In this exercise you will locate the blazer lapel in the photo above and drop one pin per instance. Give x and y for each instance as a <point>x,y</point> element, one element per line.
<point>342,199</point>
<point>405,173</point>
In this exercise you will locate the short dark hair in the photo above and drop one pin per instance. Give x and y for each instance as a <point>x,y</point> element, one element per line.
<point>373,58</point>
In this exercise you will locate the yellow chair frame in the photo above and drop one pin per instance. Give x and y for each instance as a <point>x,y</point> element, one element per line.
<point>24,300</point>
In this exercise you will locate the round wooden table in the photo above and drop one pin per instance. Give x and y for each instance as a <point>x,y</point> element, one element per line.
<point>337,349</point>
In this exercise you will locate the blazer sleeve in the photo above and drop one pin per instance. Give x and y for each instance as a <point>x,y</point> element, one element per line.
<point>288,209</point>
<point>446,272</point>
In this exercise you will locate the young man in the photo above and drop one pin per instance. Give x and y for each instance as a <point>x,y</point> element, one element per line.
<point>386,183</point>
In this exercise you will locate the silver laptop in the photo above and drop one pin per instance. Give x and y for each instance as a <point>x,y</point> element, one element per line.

+-------+

**What is required:** The records above should be copied out again in full, exactly as they appear.

**Exercise output:**
In this exercise you will locate the blazer lapel in the photo above and drop one pin per instance. Give x and y for each instance as a <point>x,y</point> element, one element per line.
<point>342,199</point>
<point>405,173</point>
In this exercise you will locate the short dark hair in the photo above and drop one pin per instance. Give x and y for each instance as a <point>x,y</point> element, one element per line.
<point>373,58</point>
In this exercise you will locate the yellow chair frame in the photo above and drop one pin per instance. Give x and y for each instance as a <point>x,y</point> element, one element per line.
<point>24,300</point>
In this exercise you will locate the round wooden table in the photo above and drop one pin per instance. Give x and y for each instance as a <point>x,y</point> element, one element per line.
<point>337,349</point>
In this exercise you will locate the blazer sleeve in the photo above and drop one pin per instance. Give x and y for each instance as a <point>x,y</point> element, one element per line.
<point>288,209</point>
<point>446,272</point>
In this exercise you will locate the young man in the photo above and drop one pin per instance. Give x and y for each instance as a <point>x,y</point> element, one element per line.
<point>386,183</point>
In this exercise you will locate the silver laptop in the photo above and drop one pin per instance. Give x and y for each instance as a <point>x,y</point> element, one element per line.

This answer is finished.